(Excerpts of pointing data)
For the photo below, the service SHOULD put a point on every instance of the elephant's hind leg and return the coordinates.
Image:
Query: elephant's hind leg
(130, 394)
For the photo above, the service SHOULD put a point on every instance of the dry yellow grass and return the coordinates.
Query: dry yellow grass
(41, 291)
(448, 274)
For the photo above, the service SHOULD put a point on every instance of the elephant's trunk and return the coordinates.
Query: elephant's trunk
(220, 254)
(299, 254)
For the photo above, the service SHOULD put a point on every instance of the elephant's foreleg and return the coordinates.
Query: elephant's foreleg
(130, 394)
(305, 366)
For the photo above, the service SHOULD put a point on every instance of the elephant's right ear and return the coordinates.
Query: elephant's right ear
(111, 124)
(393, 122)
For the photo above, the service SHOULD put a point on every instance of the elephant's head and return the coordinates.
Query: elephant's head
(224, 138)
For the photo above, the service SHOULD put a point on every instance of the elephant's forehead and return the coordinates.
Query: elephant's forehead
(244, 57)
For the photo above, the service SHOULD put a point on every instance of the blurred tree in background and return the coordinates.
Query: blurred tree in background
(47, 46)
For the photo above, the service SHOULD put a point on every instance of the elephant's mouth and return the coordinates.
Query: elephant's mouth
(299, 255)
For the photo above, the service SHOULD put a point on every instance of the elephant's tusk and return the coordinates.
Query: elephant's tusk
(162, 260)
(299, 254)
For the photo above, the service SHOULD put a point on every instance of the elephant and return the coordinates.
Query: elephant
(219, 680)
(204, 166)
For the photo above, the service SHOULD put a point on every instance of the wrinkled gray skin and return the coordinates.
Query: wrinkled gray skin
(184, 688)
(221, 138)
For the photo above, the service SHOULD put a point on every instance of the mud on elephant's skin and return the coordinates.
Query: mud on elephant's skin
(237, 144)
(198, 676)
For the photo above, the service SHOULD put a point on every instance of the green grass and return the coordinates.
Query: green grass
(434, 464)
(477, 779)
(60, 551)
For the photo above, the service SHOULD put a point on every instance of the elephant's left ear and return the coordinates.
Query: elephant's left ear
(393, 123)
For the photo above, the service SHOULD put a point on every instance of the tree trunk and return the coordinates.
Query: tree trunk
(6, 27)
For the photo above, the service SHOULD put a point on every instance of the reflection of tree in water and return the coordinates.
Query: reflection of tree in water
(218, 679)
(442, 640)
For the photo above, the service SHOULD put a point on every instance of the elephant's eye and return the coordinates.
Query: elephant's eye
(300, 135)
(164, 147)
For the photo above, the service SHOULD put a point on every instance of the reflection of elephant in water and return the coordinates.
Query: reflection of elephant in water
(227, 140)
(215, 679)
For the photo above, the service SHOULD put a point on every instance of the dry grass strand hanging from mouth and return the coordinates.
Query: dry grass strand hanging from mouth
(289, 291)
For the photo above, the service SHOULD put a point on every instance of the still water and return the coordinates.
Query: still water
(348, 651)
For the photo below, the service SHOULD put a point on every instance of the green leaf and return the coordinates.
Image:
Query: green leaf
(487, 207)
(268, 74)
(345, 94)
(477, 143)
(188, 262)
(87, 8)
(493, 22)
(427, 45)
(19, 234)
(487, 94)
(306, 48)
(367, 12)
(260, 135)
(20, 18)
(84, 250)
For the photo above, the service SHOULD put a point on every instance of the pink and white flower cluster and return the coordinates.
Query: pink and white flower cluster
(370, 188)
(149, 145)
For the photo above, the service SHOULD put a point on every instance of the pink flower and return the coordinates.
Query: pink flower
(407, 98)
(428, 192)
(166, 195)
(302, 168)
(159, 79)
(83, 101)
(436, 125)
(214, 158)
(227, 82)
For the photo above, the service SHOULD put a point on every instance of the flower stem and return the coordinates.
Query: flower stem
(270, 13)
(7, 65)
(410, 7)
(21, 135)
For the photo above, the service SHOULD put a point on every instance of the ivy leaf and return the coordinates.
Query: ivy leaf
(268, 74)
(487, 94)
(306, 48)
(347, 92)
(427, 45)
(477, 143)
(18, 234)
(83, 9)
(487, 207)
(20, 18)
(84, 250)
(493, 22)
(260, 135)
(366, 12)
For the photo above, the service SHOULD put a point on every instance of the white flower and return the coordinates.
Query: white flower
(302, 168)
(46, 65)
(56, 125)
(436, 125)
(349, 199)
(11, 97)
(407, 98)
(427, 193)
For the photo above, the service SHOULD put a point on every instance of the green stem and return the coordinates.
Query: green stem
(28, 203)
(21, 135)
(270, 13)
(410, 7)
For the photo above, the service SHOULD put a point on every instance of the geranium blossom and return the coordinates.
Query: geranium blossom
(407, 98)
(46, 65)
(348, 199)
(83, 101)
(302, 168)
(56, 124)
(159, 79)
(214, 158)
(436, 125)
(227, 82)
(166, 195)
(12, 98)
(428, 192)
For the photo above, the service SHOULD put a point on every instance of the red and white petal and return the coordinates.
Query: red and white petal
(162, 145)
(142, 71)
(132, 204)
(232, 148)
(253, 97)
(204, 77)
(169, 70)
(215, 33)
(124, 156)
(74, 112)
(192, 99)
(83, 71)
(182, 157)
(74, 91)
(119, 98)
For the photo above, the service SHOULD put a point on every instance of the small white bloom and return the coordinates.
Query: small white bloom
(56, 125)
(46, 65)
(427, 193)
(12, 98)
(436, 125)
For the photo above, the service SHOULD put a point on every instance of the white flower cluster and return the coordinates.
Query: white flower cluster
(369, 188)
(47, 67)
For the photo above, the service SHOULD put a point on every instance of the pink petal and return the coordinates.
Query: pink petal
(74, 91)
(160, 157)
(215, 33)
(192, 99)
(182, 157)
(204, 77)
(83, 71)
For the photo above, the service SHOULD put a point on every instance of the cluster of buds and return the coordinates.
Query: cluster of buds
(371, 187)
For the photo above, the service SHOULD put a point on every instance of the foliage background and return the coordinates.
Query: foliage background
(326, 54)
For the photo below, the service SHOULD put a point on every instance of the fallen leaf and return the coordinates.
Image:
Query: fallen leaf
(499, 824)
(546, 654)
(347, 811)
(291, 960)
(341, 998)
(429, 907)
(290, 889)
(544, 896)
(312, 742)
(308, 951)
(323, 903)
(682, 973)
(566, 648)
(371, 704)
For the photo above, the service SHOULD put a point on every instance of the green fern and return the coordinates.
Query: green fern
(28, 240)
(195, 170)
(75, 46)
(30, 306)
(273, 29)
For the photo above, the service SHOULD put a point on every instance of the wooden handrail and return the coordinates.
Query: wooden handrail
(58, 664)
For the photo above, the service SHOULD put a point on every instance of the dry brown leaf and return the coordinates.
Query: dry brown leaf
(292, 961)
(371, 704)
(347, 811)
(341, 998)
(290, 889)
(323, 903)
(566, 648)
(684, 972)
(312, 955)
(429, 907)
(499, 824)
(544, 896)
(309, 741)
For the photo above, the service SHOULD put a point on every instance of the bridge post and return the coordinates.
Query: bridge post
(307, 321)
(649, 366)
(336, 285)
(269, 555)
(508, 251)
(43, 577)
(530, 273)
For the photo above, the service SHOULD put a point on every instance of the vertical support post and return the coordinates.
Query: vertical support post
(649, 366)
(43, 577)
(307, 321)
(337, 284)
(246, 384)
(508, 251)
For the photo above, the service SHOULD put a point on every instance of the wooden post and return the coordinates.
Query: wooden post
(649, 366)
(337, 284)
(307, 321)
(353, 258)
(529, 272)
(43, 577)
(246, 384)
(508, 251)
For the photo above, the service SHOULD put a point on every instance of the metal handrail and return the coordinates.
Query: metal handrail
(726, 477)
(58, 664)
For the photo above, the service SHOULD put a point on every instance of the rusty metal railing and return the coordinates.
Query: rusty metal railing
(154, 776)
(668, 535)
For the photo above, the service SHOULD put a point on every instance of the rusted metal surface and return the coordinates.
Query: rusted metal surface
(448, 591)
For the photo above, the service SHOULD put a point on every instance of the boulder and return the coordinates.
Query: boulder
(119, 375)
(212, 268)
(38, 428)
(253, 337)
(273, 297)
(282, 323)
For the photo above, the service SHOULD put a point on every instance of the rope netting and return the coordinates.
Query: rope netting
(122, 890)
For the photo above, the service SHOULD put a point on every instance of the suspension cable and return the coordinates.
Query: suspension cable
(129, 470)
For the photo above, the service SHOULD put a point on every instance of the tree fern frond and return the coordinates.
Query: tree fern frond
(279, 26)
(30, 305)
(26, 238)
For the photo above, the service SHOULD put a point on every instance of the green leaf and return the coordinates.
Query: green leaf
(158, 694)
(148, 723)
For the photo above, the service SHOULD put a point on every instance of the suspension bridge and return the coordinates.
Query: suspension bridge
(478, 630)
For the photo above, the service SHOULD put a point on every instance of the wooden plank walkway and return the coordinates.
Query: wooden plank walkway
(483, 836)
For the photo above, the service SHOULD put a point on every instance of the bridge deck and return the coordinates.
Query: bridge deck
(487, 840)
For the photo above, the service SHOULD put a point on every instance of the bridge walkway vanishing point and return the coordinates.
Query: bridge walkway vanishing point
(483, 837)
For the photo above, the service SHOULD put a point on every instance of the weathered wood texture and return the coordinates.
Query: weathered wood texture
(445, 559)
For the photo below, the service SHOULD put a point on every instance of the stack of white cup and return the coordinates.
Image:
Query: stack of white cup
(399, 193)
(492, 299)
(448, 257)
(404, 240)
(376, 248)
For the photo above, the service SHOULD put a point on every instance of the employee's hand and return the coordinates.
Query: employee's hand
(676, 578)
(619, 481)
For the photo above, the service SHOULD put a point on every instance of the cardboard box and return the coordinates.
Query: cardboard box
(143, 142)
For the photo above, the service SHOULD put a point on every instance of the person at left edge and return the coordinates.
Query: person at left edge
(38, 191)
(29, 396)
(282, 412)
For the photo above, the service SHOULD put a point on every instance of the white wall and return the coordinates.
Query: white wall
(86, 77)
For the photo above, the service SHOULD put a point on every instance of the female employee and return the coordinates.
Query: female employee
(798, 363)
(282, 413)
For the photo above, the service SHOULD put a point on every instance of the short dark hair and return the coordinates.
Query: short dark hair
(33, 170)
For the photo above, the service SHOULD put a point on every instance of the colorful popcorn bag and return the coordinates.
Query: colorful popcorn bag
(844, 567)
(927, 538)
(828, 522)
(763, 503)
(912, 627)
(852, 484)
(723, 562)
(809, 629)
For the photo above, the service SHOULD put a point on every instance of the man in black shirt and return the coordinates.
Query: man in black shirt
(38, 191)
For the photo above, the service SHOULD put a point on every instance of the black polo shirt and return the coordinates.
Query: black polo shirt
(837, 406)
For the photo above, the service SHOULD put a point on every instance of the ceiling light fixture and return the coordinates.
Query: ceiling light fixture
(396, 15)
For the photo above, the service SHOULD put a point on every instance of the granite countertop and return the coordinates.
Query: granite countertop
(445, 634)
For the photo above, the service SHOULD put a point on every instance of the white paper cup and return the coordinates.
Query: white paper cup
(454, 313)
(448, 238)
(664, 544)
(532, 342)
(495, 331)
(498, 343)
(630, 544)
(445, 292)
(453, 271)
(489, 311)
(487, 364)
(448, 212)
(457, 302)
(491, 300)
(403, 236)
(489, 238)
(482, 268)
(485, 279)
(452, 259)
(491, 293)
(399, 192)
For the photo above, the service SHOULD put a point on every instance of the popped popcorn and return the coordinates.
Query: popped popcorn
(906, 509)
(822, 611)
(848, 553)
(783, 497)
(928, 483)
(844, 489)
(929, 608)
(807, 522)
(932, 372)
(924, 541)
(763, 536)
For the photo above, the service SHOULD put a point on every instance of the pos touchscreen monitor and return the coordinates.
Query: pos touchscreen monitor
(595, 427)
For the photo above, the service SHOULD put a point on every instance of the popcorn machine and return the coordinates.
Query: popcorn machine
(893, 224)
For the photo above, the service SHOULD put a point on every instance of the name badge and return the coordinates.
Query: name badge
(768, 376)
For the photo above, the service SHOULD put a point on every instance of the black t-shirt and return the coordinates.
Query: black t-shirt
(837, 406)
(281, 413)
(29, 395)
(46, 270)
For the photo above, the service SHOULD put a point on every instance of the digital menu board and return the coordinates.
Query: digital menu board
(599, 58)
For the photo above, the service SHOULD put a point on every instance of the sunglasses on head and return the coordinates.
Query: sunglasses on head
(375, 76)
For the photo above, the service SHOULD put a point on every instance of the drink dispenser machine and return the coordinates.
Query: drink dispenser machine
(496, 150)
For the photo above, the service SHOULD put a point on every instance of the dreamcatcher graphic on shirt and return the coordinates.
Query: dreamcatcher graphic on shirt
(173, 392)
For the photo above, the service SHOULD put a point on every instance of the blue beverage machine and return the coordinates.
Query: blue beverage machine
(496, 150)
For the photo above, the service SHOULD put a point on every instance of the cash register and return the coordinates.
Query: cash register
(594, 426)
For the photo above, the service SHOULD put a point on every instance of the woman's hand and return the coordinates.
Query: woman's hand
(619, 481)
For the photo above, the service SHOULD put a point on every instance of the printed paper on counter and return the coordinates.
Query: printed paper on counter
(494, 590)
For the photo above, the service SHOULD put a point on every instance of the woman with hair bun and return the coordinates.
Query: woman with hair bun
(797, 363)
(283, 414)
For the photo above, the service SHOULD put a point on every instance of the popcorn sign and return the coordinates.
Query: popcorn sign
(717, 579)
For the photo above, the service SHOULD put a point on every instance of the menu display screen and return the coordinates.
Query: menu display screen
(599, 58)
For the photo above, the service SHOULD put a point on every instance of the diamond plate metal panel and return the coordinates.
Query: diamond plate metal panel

◆ PROBLEM TO SOLVE
All lines from the one containing "on head and return the coordinates." through the end of the records, both ends included, are to be quoted exactly; please add nothing else.

◆ SOLUTION TO THIS PROBLEM
For the photo above, the service SHOULD put a point on every instance of the sunglasses on head and return the coordinates.
Query: sunglasses on head
(375, 76)
For the photo above, the service SHOULD put a point on every instance of the drink dispenser machine and return the coordinates.
Query: drink dispenser machine
(496, 150)
For the photo above, the service SHOULD put a point on every instance of the dreamcatcher graphic on shirt and return the coordinates.
Query: dreamcatcher graphic on shirt
(173, 392)
For the photo above, the service SHOULD put a point on every instance of the blue beverage machine and return the coordinates.
Query: blue beverage machine
(496, 150)
For the photo above, the service SHOULD put a point on every instance of the cash register and return the coordinates.
Query: cash register
(594, 426)
For the photo above, the service SHOULD put a point on every instance of the woman's hand and return the coordinates.
Query: woman's hand
(619, 481)
For the photo above, the service SHOULD put a point on every instance of the printed paper on counter and return the coordinates.
Query: printed paper on counter
(494, 590)
For the photo above, the service SHOULD put a point on every instance of the woman with hair bun and return the coordinates.
Query: woman with hair bun
(797, 363)
(283, 414)
For the photo above, the service SHOULD put a point on every instance of the popcorn sign and return the coordinates.
Query: popcorn sign
(717, 579)
For the photo above, the service SHOULD put a point on every instance of the menu display screen and return the coordinates.
Query: menu display screen
(599, 58)
For the photo above, the service SHOULD put a point on every instance of the diamond plate metal panel and return the coordinates.
Query: diamond plate metal panel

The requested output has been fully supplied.